2019牛客暑期多校2H题

Given a N×M binary matrix. Please output the size of second large rectangle containing all "1".

Containing all "1" means that the entries of the rectangle are all "1".

A rectangle can be defined as four integers x1,y1,x2,y2 where 1≤x1≤x2≤N and 1≤y1≤y2≤M. Then, the rectangle is composed of all the cell (x, y) where x1≤x≤x2 and y1≤y≤y2. If all of the cell in the rectangle is "1", this is a valid rectangle.

Please find out the size of the second largest rectangle, two rectangles are different if exists a cell belonged to one of them but not belonged to the other.

输入描述:

The first line of input contains two space-separated integers N and M.
Following N lines each contains M characters cij. 1≤N,M≤1000 N×M≥2 cij∈"01"

输出描述:

Output one line containing an integer representing the answer. If there are less than 2 rectangles containning all "1""1", output "0""0".

题意大概就是让你找第二大的全‘1’子矩阵，递推处理，f[i][j]表示第i行，第j列时，从i能延伸的最大全1长度。记录l和r两个数组，分别表示能向左或右扩展的最大位置。

具体内容在代码里注释，原谅我给某个小仙女口头说不清（尬笑

#include<bits/stdc++.h>
using namespace std;
#define ll long long
#define INF 0x3fffffff
#define maxn 1005
#define mod 1000000000
int l[maxn],r[maxn];
int f[maxn][maxn],n,m;
int main(){
    scanf("%d%d%*c",&n,&m);
    for(int i=1;i<=n;++i){
        for(int j=1;j<=m;++j){
            char x=getchar();
            if(x=='1')
                f[i][j]=f[i-1][j]+1;
            else
                f[i][j]=0;//f[i][j]储存的是当前纵向连续'1'的个数
        }
        getchar();
    }
    int ans=0,ans2=0;//ans记录当前最大值，ans2记录第二大
    for(int i=1;i<=n;++i){
        for(int j=1;j<=m;++j)
            l[j]=r[j]=j;
        f[i][0]=f[i][m+1]=-1;
        for(int j=1;j<=m;++j){
            while(f[i][j]<=f[i][l[j]-1])
                l[j]=l[l[j]-1];//如果当前纵向长度小于左边，则说明可以组成矩阵，一直向左寻找到最后一个大于等于当前纵向长度为止
        }
        for(int j=m;j>=1;--j){
            while(f[i][j]<=f[i][r[j]+1])

▶ [数据部分]:
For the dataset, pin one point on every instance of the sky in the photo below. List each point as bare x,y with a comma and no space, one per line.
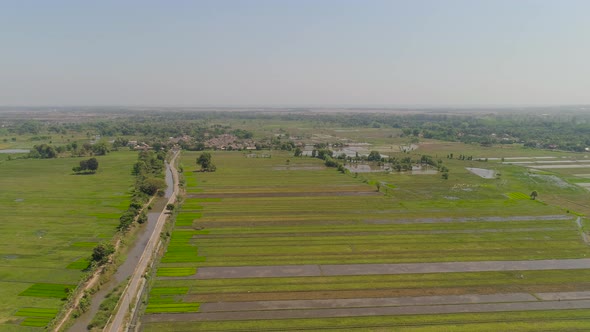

▶ [任务要求]:
在所示文段的代码注释中，变量ans2记录的是什么？ 这些数据与上面的所示文段没有关系。

▶ [练习结果]:
ans2记录的是第二大的值。